* **Written task 1**
List every kind of electronic circuit component named in the blog post on Oliver Heaviside.

* **Document**
- - -

Saturday, November 18, 2006

Oliver Heaviside

A while back I mentioned that I recently found out that Heaviside was responsible for a bunch of mathematical techniques I've known since my training for the Cambridge entrance exam. I decided to read more about Heaviside and I've just finished this book on the Victorian mathematical physicist, Oliver Heaviside. There's a bit of information about Heaviside on the web, but I thought I'd mention two highlights from this book that may hint at why he was a genius ahead of his time.

Operational Calculus and Distortionless Transmission


There's an example of Heaviside style operational calculus in the link I posted to above. One of the reasons I became interested in this subject again is that I was getting into electronics and I wanted to simplify computations of properties of simple linear circuits. I had this crazy idea that capacitors and inductors could be treated as resistors whose resistance is differential operator valued. Turns out that this wasn't an original move. This is exactly what Heaviside did well over 100 years ago and it was the secret weapon he used for much of his work. He could solve a wide array of ordinary and partial differential equations with ease. Very briefly, his idea was to write the differential operator d/dx as the symbol p and then treat p much like a conventional algebraic variable. He turned differential equations into ordinary algebraic equations.

- - -

* **Written task 2**
Find each line in the records that contains the string "seed", paying attention to case, and copy those lines.

* **Data supplied**

- - -

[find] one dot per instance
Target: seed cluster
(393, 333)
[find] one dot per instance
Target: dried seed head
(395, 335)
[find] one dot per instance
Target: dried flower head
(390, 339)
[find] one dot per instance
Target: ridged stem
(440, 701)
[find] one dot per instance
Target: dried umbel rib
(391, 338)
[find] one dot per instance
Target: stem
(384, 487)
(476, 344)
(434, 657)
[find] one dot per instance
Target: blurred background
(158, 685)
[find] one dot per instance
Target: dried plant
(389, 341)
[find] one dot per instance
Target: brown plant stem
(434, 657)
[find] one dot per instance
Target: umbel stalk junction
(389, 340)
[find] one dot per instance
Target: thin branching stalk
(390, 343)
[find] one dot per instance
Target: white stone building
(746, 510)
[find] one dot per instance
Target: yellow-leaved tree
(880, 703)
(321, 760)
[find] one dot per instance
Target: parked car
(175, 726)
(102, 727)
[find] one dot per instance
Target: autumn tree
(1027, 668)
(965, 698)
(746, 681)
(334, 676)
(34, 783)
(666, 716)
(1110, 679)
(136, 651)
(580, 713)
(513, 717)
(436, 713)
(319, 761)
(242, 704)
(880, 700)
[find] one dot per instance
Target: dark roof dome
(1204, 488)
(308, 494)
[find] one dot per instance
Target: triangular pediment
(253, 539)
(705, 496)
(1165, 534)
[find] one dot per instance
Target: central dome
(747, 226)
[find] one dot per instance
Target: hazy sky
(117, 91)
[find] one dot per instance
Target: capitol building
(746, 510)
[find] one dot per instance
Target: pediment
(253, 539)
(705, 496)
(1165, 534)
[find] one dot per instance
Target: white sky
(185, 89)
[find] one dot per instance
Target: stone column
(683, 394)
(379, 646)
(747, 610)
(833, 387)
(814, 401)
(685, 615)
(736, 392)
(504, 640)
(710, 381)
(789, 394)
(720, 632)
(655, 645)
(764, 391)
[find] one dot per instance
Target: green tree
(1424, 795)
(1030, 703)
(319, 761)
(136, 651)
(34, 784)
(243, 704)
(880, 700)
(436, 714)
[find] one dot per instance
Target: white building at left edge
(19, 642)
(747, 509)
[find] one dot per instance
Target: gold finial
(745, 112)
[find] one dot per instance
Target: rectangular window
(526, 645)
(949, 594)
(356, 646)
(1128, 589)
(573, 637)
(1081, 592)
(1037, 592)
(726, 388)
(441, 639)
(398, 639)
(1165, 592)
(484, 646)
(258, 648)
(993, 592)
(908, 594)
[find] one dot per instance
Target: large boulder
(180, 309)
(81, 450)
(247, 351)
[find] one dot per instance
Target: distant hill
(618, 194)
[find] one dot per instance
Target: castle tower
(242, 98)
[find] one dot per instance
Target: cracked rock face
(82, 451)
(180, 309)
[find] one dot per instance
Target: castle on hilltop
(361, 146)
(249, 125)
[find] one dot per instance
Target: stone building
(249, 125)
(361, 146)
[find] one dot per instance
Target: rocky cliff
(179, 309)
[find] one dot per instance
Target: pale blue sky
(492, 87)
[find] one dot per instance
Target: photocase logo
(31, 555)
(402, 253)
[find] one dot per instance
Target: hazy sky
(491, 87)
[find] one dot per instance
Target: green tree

- - -

* **Output 1**
capacitors
inductors
resistors

* **Output 2**
Target: seed cluster
Target: dried seed head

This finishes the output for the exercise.